:: Stated goal ::
With the line containing "Practice step: find the metal" as the first line and the last line of the records as the final one, reproduce that range exactly.

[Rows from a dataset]

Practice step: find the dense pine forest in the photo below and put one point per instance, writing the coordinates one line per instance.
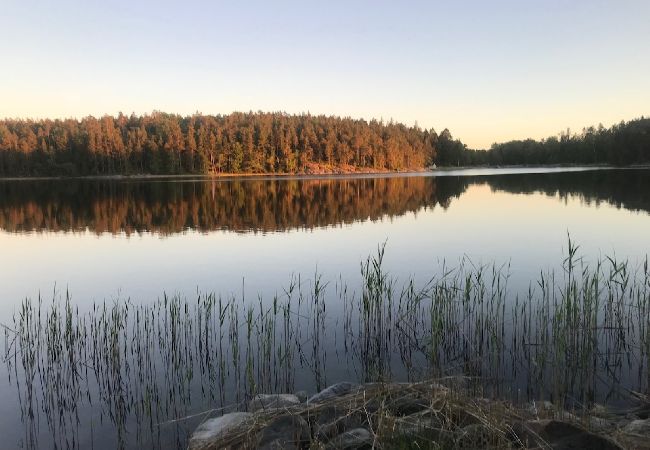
(623, 144)
(162, 143)
(237, 143)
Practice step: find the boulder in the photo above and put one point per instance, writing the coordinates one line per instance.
(210, 433)
(335, 390)
(302, 396)
(284, 432)
(565, 436)
(636, 434)
(271, 401)
(353, 439)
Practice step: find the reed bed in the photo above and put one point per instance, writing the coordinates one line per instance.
(579, 335)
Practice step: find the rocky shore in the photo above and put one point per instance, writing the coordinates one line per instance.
(438, 415)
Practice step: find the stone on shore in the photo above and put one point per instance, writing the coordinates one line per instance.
(272, 401)
(208, 435)
(350, 440)
(284, 432)
(335, 390)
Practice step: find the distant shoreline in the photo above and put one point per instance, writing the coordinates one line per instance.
(344, 173)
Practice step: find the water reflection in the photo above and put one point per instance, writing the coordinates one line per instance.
(173, 206)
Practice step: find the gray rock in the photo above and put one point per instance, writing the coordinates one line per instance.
(636, 434)
(302, 396)
(404, 406)
(566, 436)
(638, 427)
(209, 433)
(271, 401)
(352, 439)
(284, 432)
(474, 437)
(330, 421)
(335, 390)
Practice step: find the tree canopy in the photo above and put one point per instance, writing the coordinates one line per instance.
(162, 143)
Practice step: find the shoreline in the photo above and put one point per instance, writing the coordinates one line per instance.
(334, 174)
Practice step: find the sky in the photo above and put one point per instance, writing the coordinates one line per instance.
(489, 71)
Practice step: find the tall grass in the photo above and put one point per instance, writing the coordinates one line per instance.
(577, 336)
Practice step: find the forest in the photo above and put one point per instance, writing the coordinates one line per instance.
(162, 143)
(167, 144)
(626, 143)
(275, 205)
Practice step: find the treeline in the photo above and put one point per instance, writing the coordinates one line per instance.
(623, 144)
(162, 143)
(117, 206)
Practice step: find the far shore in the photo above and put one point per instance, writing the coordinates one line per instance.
(333, 173)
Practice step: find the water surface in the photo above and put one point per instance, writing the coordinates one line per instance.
(246, 238)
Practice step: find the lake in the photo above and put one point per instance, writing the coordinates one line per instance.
(164, 298)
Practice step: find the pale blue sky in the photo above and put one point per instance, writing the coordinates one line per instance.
(487, 70)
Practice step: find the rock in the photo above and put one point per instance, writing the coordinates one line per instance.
(636, 434)
(405, 406)
(353, 439)
(638, 427)
(422, 425)
(332, 421)
(474, 437)
(540, 408)
(208, 435)
(564, 436)
(335, 390)
(284, 432)
(271, 401)
(599, 425)
(302, 396)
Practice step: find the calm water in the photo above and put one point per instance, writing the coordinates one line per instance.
(246, 238)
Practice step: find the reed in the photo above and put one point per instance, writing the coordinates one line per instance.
(577, 336)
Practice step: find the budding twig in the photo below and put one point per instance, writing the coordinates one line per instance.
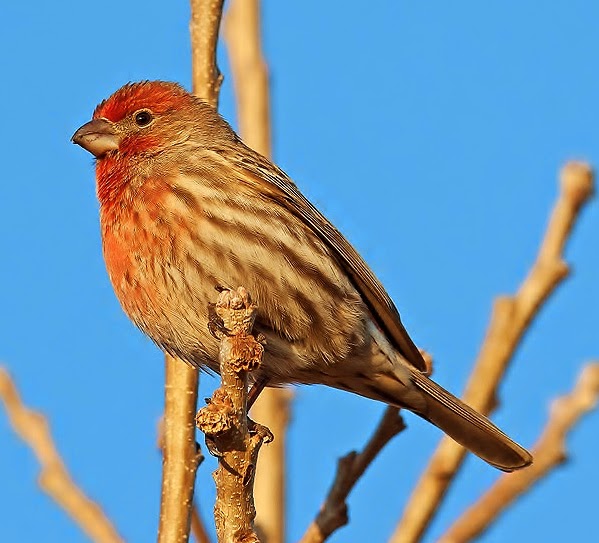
(249, 71)
(510, 319)
(32, 427)
(549, 453)
(181, 456)
(224, 421)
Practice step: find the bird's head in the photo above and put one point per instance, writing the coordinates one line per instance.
(147, 130)
(140, 119)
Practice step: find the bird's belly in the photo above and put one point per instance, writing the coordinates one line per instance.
(308, 310)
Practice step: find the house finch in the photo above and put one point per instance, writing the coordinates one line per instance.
(185, 207)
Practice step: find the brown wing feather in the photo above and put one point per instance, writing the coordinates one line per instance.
(285, 192)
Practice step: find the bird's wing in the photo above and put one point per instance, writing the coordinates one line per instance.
(284, 191)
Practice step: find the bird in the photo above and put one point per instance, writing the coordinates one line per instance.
(186, 207)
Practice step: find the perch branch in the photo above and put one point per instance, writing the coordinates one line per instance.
(181, 455)
(333, 513)
(224, 420)
(510, 319)
(241, 31)
(198, 529)
(549, 453)
(54, 479)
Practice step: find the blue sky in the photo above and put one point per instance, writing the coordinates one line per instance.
(429, 133)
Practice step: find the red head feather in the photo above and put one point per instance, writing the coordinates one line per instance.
(159, 96)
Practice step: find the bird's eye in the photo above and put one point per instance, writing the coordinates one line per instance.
(143, 118)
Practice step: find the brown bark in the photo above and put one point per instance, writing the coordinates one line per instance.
(225, 423)
(510, 320)
(54, 479)
(180, 453)
(250, 79)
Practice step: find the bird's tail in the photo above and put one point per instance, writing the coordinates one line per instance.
(462, 423)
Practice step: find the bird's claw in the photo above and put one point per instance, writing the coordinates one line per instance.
(261, 431)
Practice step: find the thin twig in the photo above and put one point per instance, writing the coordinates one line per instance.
(203, 28)
(225, 423)
(54, 479)
(241, 30)
(180, 452)
(549, 453)
(198, 529)
(333, 513)
(510, 319)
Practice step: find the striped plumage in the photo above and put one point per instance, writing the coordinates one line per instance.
(185, 207)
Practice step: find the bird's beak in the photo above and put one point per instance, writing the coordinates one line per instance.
(98, 137)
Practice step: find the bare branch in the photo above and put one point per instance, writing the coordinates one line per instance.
(241, 30)
(32, 427)
(198, 529)
(225, 423)
(510, 319)
(203, 28)
(250, 77)
(549, 453)
(333, 514)
(181, 455)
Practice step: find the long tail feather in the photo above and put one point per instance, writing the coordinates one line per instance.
(469, 428)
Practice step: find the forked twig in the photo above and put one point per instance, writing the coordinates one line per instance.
(333, 513)
(241, 29)
(510, 319)
(549, 453)
(54, 479)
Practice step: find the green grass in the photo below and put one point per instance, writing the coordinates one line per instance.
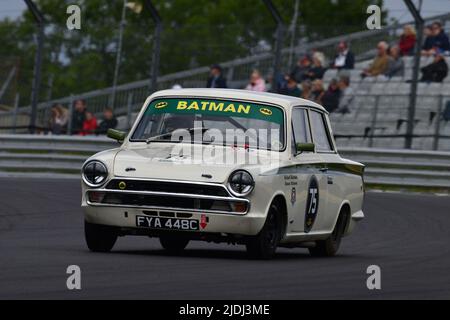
(402, 188)
(43, 151)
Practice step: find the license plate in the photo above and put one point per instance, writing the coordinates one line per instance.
(166, 223)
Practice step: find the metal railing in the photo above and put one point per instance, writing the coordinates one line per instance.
(62, 156)
(132, 95)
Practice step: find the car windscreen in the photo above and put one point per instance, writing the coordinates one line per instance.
(212, 121)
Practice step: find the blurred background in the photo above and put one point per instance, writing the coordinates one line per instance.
(96, 78)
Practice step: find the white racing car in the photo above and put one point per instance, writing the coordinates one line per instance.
(232, 166)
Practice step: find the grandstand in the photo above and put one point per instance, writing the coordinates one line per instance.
(378, 113)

:: In response ::
Practice step: find the metal railing in the photo above and put one point per instance, writing the coordinates one line per instance.
(62, 156)
(132, 95)
Practice step: find the car windscreen in the photo above and put one point per instance, writing the coordinates one line per instance.
(212, 121)
Practice step: find the blurred background in the photo above and put one point per instance, writing the coordinates one line per instance.
(96, 78)
Practice step: find the white racing car in the photo above and put one point per instance, writing the coordinates one line per instance.
(232, 166)
Practice step: find the grandstand in the photo above and put one point per instance, writing the coordinates one line per instance.
(378, 113)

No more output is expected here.